Your tasks:
a: Answer these questions using the article on the St. Lawrence Vikings basketball team below.
(i) What was the final score of Saturday's game against the Sir Sandford Fleming Knights?
(ii) How many points does the team's goal say opponents should be held to?
(iii) What was the Vikings' record before their win streak began?
b: Extend the article on the St. Lawrence Vikings basketball team with new text that follows its last sentence.

Excerpted passage:
────────────────────

By CLAUDE SCILLEY
St. Lawrence Vikings have heard the epistle from their coaches many times this year.
“Kevin (Smart) and I have preached that we’re going to win games by defence more than we’re going to win them by offence,” Barry Smith said.
The preacher admitted, though, that it’s a tough to convert a team to the gospel of defence when it can come out and score 100 points in a game, as it did Saturday afternoon in a 100-54 win over the Sir Sandford Fleming Knights in an Ontario Colleges Athletic Association basketball game in a frosty St. Lawrence gym.
“We’re trying to improve our defence, but we’ve got some scorers on the team and they think that we can outscore the other team all the time,” Smith said.
“Our goal has always been to hold teams to 60 points, and we’ve had a little more success that way, but it’s hard to get (the players) to buy into it, because it’s, ‘Ah, coach, if they score, we’ll just outscore them the next time down the court.’”
It’s been a tale of two seasons for the Vikings, who endured a four-game losing streak early in the season and were 2-5 before embarking on a win streak that reached four games with Saturday’s victory. A team that gave up more than 80 points in its first four games—and never fewer than 71 in the first six—has hit Smith’s target three times in the last five games, averaging 61.6 points against per game in that stretch.

────────────────────

Data shown:
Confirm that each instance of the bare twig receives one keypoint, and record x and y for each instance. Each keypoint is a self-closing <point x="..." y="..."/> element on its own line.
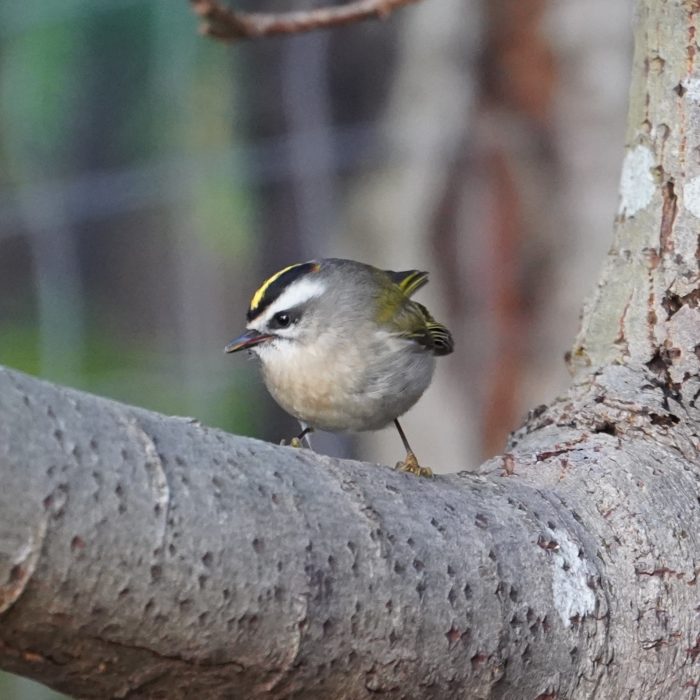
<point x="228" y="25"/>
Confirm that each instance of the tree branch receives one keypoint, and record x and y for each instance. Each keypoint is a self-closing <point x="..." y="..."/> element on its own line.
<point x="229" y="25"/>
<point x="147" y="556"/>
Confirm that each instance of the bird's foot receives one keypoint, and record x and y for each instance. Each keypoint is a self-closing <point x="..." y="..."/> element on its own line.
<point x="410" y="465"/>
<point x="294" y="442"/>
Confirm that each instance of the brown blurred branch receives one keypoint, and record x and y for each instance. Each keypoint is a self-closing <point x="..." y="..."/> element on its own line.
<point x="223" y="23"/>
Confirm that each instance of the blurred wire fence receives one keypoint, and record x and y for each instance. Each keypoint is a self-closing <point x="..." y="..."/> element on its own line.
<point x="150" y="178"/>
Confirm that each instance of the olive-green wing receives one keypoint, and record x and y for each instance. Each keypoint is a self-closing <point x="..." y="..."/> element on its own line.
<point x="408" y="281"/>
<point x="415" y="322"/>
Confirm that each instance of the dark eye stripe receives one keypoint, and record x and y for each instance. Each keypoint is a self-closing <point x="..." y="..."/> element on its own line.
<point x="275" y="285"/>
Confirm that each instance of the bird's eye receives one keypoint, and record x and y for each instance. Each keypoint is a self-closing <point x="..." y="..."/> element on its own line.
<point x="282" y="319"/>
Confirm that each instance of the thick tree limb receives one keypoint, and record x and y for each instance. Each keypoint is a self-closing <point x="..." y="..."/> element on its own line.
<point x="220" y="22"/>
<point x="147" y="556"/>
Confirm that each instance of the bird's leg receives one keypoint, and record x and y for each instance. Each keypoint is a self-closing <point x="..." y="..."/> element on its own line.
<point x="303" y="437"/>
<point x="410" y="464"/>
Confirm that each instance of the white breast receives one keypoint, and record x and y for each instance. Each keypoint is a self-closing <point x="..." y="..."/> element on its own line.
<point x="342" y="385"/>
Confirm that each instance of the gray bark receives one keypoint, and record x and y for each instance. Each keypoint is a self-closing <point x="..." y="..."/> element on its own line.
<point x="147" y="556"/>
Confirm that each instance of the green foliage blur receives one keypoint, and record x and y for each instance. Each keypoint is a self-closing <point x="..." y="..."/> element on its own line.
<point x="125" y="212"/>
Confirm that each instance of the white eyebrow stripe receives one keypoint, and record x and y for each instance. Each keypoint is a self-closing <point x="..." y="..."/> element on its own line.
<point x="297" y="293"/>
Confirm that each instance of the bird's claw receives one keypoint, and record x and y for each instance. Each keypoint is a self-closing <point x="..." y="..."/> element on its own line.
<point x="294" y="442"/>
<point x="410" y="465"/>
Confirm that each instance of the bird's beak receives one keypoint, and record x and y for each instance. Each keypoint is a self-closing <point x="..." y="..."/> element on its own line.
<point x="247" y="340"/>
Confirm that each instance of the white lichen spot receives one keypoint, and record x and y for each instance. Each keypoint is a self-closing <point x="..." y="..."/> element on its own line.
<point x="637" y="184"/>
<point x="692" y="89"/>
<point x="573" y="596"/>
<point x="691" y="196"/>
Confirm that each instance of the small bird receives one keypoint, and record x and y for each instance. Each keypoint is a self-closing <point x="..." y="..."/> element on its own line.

────────────────────

Responses for each task:
a:
(i) 100-54
(ii) 60 points
(iii) 2-5

b:
The win boosted the Vikings, 6-5, into a five-way tie for fourth place in the East division standings, two games behind third-place Centennial.
Fleming, 0-11, led the game 11-6 at one point, and a 10-0 run to start the second quarter drew the Knights to 26-25 as it took almost five minutes for the Vikings to register their first point of the period.
St. Lawrence led 32-27 when Fleming was assessed a technical foul. Jaz Bains made both free throws and the Vikings scored on the subsequent possession for a nine-point lead. The visitors never got closer than that.
In a frigid gym—the furnace conked on Thursday but amid the cold weather outside nobody really noticed until Saturday morning—the Vikings got a 35-point performance from second-year man Donald Gibson.
It was perhaps odd that Gibson, from Freeport, in the Bahamas, would have perhaps the best scoring day of his career on an afternoon when players were running down the court blowing on their hands and spectators were wearing their winter coats indoors and going outside to get warm.
Fleming simply didn’t have an answer for the husky 6-foot-6 forward, who had 12 points in the first quarter and 15 in the third before coming out of the game early in the final period.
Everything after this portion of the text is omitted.